━━ Document excerpt

Category Archives: Animal Conservation

Rewilding Scotland – A Film by George Tomlinson.

Posted on social media this morning, Trees for Life highlighted a film by George Tomlinson, a fellow MA student at Fulham University which features commentary by their very own Alan Watson-Featherstone,  a longstanding advocate for Rewilding, as well as interviews with a number of well respected conservationists, ecologists and environmentalists. Tomlinson balances this evidence against commentary from rarmers and representatives in the meat & dairy industry as well as the Scottish Gamekeepers Association.

This excellent documentary provides an informative and very balanced portrayal of some of the key issues and actors involved in the Scottish rewilding movement and is well worth a watch!

Rewilding Scotland – George Tomlinson.

━━━━

- Exercise brief
Quote the post about the Scottish rewilding film word for word, from "Category Archives: Animal" to "Scotland – George Tomlinson.".

━━ Dataset extract

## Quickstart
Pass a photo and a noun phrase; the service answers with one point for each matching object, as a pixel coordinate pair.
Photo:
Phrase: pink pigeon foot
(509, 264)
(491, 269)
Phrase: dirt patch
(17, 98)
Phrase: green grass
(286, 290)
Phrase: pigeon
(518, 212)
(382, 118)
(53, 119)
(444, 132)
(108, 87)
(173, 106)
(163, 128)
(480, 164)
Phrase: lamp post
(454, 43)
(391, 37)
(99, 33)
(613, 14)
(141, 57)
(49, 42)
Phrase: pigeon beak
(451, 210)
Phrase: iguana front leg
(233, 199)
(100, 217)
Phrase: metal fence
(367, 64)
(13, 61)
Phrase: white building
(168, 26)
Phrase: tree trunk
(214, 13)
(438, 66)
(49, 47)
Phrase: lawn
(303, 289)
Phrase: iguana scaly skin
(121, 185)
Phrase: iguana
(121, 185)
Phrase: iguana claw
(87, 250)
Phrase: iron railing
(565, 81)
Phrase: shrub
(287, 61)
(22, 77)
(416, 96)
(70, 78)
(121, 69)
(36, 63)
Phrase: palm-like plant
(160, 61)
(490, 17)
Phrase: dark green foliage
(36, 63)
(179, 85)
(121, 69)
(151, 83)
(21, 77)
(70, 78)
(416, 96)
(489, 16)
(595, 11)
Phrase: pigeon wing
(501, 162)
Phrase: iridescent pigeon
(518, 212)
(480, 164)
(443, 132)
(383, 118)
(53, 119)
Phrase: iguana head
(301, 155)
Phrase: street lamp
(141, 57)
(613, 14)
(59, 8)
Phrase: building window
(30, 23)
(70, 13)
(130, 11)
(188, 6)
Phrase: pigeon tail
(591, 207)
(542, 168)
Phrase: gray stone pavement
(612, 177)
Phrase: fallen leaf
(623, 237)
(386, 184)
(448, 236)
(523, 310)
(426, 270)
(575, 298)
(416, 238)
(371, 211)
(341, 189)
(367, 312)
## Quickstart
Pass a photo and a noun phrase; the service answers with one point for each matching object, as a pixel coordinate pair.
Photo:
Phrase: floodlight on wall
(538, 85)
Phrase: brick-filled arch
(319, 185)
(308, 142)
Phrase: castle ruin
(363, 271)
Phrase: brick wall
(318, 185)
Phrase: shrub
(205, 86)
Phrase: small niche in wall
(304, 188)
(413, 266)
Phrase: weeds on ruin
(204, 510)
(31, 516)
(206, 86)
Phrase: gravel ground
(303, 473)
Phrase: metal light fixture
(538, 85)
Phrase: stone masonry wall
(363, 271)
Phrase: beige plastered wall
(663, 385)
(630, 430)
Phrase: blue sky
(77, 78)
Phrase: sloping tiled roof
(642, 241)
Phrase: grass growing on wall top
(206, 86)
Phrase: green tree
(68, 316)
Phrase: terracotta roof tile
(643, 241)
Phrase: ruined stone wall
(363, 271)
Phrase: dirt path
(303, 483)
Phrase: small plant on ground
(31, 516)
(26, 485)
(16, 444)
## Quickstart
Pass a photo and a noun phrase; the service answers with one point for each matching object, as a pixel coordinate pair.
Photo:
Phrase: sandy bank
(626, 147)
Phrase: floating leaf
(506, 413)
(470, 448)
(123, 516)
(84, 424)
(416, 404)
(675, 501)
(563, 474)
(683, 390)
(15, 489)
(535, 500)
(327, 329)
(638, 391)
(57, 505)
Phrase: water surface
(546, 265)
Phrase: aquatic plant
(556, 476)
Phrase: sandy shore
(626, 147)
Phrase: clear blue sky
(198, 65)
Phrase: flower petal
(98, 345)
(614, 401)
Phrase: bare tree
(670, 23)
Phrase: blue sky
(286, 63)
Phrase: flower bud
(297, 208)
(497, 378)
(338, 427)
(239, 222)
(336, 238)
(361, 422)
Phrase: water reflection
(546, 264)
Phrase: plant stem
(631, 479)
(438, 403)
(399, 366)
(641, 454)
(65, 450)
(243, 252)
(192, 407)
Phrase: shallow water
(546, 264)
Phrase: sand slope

━━━━

- Full solution
Category Archives: Animal Conservation

Rewilding Scotland – A Film by George Tomlinson.

Posted on social media this morning, Trees for Life highlighted a film by George Tomlinson, a fellow MA student at Fulham University which features commentary by their very own Alan Watson-Featherstone,  a longstanding advocate for Rewilding, as well as interviews with a number of well respected conservationists, ecologists and environmentalists. Tomlinson balances this evidence against commentary from rarmers and representatives in the meat & dairy industry as well as the Scottish Gamekeepers Association.

This excellent documentary provides an informative and very balanced portrayal of some of the key issues and actors involved in the Scottish rewilding movement and is well worth a watch!

Rewilding Scotland – George Tomlinson.